The records below should be written out again, exactly.

(Dataset records about object locations)
__________________________________________________

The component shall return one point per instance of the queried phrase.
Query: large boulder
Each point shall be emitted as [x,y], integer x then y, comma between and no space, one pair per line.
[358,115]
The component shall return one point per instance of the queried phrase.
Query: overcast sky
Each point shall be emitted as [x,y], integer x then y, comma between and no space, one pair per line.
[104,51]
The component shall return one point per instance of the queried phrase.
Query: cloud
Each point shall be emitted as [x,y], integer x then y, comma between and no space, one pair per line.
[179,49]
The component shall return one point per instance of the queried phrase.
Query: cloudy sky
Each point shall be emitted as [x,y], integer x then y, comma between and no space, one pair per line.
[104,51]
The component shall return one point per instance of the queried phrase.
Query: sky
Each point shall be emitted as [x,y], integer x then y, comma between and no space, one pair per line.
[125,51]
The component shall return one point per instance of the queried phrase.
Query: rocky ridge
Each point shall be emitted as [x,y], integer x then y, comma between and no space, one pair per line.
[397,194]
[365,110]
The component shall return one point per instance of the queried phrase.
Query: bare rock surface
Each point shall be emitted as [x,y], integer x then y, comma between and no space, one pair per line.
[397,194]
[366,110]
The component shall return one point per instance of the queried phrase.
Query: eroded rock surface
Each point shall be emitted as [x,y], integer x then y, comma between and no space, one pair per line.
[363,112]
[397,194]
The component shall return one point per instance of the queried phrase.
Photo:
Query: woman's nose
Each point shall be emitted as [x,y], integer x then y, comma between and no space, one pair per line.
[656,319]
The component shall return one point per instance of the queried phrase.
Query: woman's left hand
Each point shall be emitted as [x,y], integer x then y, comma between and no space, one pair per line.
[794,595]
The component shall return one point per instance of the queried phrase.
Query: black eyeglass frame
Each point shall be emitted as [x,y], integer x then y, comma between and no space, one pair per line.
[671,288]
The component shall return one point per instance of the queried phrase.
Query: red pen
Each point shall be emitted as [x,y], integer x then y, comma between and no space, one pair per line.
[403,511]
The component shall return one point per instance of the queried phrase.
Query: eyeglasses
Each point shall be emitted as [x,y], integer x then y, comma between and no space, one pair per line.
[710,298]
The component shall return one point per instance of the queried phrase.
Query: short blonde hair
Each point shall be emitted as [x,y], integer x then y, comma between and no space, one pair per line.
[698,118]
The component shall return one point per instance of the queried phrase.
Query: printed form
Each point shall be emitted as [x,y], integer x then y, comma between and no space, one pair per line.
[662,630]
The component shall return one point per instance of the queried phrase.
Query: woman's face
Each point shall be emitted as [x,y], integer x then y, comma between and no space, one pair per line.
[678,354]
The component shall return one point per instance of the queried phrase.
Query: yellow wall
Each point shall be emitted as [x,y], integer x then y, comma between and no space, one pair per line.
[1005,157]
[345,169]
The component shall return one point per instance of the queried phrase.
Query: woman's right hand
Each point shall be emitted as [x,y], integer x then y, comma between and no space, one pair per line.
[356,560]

__________________________________________________

▶ The answer:
The component shall return one point per instance of the queried phrase.
Query: large boulder
Each point shall be emitted as [x,y], integer x then y, comma between and no space, one pair per line.
[358,115]
The component shall return one point per instance of the queried phrase.
Query: overcast sky
Each point shall be emitted as [x,y], integer x then y, comma between and no space, one pair per line.
[104,51]
The component shall return one point per instance of the queried phrase.
Query: cloud
Each point shall be emitted as [x,y], integer x then y, comma between and no space, one pair per line.
[179,49]
The component shall return one point per instance of the queried phrase.
Query: cloudy sky
Each point shall be emitted as [x,y], integer x then y, comma between and no space, one pair per line.
[104,51]
The component shall return one point per instance of the queried phrase.
Query: sky
Each point shall be emitted as [x,y], integer x then y, comma between and no space, one pair per line.
[125,51]
The component shall return one point per instance of the queried phrase.
Query: rocky ridge
Each point shall be emitted as [x,y], integer x then y, comma between and no space, one pair per line.
[397,194]
[365,110]
The component shall return one point per instance of the queried phrase.
Query: bare rock surface
Each point shall be emitted as [x,y], integer x then y, comma between and no space, one pair per line.
[397,194]
[366,110]
The component shall return one point per instance of the queried phrase.
Query: eroded rock surface
Each point shall be emitted as [x,y], integer x then y, comma between and no space, one pair per line.
[363,112]
[397,194]
The component shall return one point per instance of the queried phrase.
Photo:
Query: woman's nose
Each point shall be emitted as [x,y], integer x then y, comma between and no space, one pair per line.
[656,319]
The component shall return one point per instance of the queried phrase.
Query: woman's left hand
Each point shall be emitted as [x,y], integer x then y, comma between and no space, one pair per line.
[794,595]
The component shall return one point per instance of the queried phrase.
Query: black eyeglass frame
Each point shall be emitted as [x,y], integer x then y, comma between and no space, one pair per line.
[671,288]
The component shall return one point per instance of the queried phrase.
Query: red pen
Each point shall be emitted as [x,y], integer x then y, comma between and no space, one pair per line.
[403,511]
The component shall return one point per instance of the queried phrase.
Query: eyeglasses
Each point shall be emitted as [x,y], integer x then y, comma between and no space, one pair per line.
[710,298]
The component shall return one point per instance of the queried phrase.
Query: short blonde hair
Each point shall be emitted as [x,y], integer x then y, comma between and no space, one pair per line.
[698,118]
The component shall return one point per instance of the queried phrase.
Query: printed form
Each point shall be emitted as [x,y], integer x then y, comma between and no space, one pair per line.
[662,630]
The component shall return one point per instance of the queried phrase.
Query: woman's face
Each point shall be emitted as [x,y], integer x then y, comma between and no space, one pair per line.
[678,354]
The component shall return one point per instance of the queried phrase.
Query: yellow wall
Each point shall be emitted as [x,y], integer x then y, comma between and no space, one pair per line.
[1005,157]
[345,169]
The component shall return one point per instance of the queried phrase.
Query: woman's right hand
Each point shall be emitted as [x,y], integer x then y, comma between and no space, one pair per line.
[356,560]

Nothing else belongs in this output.